## Source extract
┄┄┄┄┄┄┄┄┄┄
Wednesday, December 23, 2020

Crimble.

to lighten things up here is a picture of our wedding all those years ago.
                      

Let's hope things will be different this time next year for everybody's sake. Then we can have, what people seem to think is the biggest priority this year, a Christmas.

But is it that important? Maybe for people's peace of mind, a link to a kind of normality – or as an American President said, normalcy! But every time you look at TV to see a movie or a play, you can see people in crowds, hugging, kissing and being normal and regular.

I don't think the hug or the hand shake will ever come back. Maybe in family circles but not generally. Maybe the fist or elbow bump? I don't know. The open-handed handshake was to prove you came as a friend and it stuck through the ages and maybe the elbow.
┄┄┄┄┄┄┄┄┄┄
## Problem details
In the Christmas blog post, what was the open-handed handshake meant to prove?

## Provided data
┄┄┄┄┄┄┄┄┄┄
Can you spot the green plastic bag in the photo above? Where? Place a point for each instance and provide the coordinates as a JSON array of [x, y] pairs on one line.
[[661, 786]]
┄┄┄┄┄┄┄┄┄┄
## Final result
It was meant to prove that you came as a friend.